Would you reproduce the entries that follow exactly as they appear?
☆ ☆ ☆ ☆
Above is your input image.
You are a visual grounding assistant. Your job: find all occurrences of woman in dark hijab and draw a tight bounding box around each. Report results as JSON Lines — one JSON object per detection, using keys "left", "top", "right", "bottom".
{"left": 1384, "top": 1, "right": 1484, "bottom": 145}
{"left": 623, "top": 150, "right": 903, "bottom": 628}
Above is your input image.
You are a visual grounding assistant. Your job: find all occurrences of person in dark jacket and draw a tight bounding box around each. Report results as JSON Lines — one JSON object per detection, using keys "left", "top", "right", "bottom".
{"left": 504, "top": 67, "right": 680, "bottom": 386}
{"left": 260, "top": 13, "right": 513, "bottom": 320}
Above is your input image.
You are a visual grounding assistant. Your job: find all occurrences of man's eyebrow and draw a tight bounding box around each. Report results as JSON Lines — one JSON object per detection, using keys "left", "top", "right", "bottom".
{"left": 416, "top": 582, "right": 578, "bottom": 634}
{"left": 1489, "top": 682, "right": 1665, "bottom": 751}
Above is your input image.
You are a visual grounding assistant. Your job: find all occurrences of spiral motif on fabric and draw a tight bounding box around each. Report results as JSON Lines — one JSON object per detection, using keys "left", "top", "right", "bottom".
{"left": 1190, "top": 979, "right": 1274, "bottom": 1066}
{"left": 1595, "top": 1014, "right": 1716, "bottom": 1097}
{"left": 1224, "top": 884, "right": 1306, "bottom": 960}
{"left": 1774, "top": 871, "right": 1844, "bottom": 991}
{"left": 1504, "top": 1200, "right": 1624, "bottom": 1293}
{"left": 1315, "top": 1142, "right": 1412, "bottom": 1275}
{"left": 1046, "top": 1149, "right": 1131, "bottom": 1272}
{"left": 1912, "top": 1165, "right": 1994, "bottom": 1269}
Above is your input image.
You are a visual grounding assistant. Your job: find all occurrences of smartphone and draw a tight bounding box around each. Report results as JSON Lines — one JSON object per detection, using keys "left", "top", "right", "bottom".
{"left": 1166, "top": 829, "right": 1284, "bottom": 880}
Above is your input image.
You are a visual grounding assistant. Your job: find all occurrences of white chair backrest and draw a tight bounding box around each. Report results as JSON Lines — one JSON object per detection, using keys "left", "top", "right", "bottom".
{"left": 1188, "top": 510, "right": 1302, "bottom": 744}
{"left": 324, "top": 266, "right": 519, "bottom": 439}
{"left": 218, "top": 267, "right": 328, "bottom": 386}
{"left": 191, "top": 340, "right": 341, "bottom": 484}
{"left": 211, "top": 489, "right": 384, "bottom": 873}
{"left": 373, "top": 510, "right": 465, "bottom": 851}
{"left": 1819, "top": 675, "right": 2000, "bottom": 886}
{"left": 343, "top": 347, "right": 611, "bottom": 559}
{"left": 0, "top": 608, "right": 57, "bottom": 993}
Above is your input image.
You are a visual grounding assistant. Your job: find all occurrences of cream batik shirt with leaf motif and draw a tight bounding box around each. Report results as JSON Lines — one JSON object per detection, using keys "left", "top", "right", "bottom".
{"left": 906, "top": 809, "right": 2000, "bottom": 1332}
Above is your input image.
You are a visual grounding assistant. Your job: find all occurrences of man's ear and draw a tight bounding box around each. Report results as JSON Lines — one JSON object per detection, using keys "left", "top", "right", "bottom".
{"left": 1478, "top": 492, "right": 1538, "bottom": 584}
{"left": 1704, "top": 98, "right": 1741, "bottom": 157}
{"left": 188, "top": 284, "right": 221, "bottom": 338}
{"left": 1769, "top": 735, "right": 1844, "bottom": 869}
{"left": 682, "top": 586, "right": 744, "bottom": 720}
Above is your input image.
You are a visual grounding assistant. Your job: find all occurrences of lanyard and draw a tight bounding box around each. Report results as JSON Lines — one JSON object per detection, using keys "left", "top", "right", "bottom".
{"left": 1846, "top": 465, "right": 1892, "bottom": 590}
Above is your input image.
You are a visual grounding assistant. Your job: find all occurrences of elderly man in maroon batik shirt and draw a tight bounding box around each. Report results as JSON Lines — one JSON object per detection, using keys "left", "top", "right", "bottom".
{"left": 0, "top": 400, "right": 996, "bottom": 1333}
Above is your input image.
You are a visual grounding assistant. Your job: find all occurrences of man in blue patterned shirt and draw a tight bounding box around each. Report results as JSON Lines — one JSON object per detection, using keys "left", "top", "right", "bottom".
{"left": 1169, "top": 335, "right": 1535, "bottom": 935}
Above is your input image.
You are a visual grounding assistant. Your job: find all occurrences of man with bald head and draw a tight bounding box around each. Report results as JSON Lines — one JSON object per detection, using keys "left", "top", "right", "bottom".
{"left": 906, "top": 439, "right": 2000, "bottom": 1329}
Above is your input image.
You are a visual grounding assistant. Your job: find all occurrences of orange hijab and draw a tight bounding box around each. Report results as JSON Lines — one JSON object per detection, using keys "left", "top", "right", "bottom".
☆ ☆ ☆ ☆
◆ EXERCISE RESULT ◆
Above is your input image.
You are a visual grounding assistant. Your job: find all occurrences of woman in dark hijab and draw a tight bounding box around each. Report results as JSON Lines — one JSON object per detection, using keys "left", "top", "right", "bottom".
{"left": 1384, "top": 1, "right": 1484, "bottom": 145}
{"left": 623, "top": 150, "right": 903, "bottom": 628}
Above is your input image.
You are a visual grounding assistant. Your job: find all occurrences of person in dark jacket and draw a tight bounding box around each. Report results as JSON Lines — one JSON object per detection, using keys "left", "top", "right", "bottom".
{"left": 504, "top": 67, "right": 680, "bottom": 386}
{"left": 260, "top": 13, "right": 513, "bottom": 320}
Above is your input image.
You are a visual grounding assistant. Your job: find all occurrences of man's eyebrow and draw a tight bounding box around each. Report results as JSON Lines — one JSON object per detection, using keys "left", "top", "right", "bottom".
{"left": 416, "top": 582, "right": 578, "bottom": 634}
{"left": 1489, "top": 682, "right": 1665, "bottom": 751}
Above is your input image.
You are a visual grounding assistant. Your job: find all occurrences of spiral motif on fabric and draw a tight bounding box around each. Report results as JSON Lines — one JSON object per detection, using keys "left", "top", "right", "bottom".
{"left": 1190, "top": 979, "right": 1274, "bottom": 1066}
{"left": 1595, "top": 1014, "right": 1716, "bottom": 1097}
{"left": 1224, "top": 884, "right": 1306, "bottom": 960}
{"left": 1774, "top": 871, "right": 1844, "bottom": 991}
{"left": 1504, "top": 1200, "right": 1624, "bottom": 1293}
{"left": 1315, "top": 1142, "right": 1412, "bottom": 1275}
{"left": 1046, "top": 1149, "right": 1131, "bottom": 1272}
{"left": 1912, "top": 1165, "right": 1994, "bottom": 1269}
Above is your input image.
You are a visual grounding assistant. Your job: find all occurrences of smartphone and draw a tight bounding box around each. Report results as JSON Lines — one JSON object per detection, using keys "left", "top", "right", "bottom".
{"left": 1166, "top": 829, "right": 1284, "bottom": 880}
Above is your input image.
You are a visual grounding assistant. Your job: find all occurrences of white chair backrest and draw a tight bounding box around each. Report results as JSON Lines — one JSON object per detection, using keys "left", "top", "right", "bottom".
{"left": 1188, "top": 510, "right": 1302, "bottom": 744}
{"left": 324, "top": 266, "right": 519, "bottom": 439}
{"left": 218, "top": 267, "right": 328, "bottom": 386}
{"left": 191, "top": 340, "right": 341, "bottom": 484}
{"left": 211, "top": 489, "right": 384, "bottom": 873}
{"left": 373, "top": 510, "right": 465, "bottom": 851}
{"left": 1819, "top": 675, "right": 2000, "bottom": 886}
{"left": 343, "top": 347, "right": 611, "bottom": 559}
{"left": 0, "top": 608, "right": 57, "bottom": 993}
Above is your input image.
You are a visual grounding assistant. Your job: find all occurrences of cream batik shirt with leaf motif and draw a tight bounding box around each. Report results as JSON Lines — one JSON object per detection, using keys "left", "top", "right", "bottom".
{"left": 906, "top": 809, "right": 2000, "bottom": 1332}
Above is your input image.
You are a visual grounding assistant. Your job: find all occurrences of man's ear and draw a tight bounding box around each. Report results as JSON Lines — one JSON object per detection, using keys "left", "top", "right", "bottom".
{"left": 1478, "top": 492, "right": 1538, "bottom": 584}
{"left": 1704, "top": 98, "right": 1741, "bottom": 157}
{"left": 188, "top": 284, "right": 221, "bottom": 338}
{"left": 1769, "top": 735, "right": 1844, "bottom": 869}
{"left": 682, "top": 586, "right": 744, "bottom": 720}
Above is your input image.
You are a visual grounding assistant. Your job: find all occurrences of lanyard and draw a tight bounding box around each. Report results as JSON Lines — one JSON object per detection, using keys "left", "top", "right", "bottom".
{"left": 1846, "top": 465, "right": 1892, "bottom": 590}
Above is your input image.
You are a visual grounding assistant. Your job: find all occurrences of elderly man in maroon batik shirt and draw a tight bounding box around each. Report results as JSON Lines — one JSON object per detection, using keys "left", "top", "right", "bottom".
{"left": 0, "top": 400, "right": 996, "bottom": 1333}
Above is your input image.
You are a visual grounding assistant. Your job: find all occurrences of man in blue patterned shirt and draw a tight bounding box around each. Report results as JSON Lines — one JSON object per detection, using keys "left", "top", "right", "bottom".
{"left": 1169, "top": 335, "right": 1535, "bottom": 935}
Above is your input image.
You are a visual grounding assistant. Your job: find all occurrences of man with bald head and draw a tight bounding box around each. Report results as JSON Lines — one JSON object per detection, using keys "left", "top", "right", "bottom".
{"left": 906, "top": 439, "right": 2000, "bottom": 1329}
Above is your input image.
You are a visual grounding assistant. Your job: find all occurrences of orange hijab and draw a tight bounding box around each. Report results as JSON Lines — one JSON object per detection, using keys "left", "top", "right", "bottom".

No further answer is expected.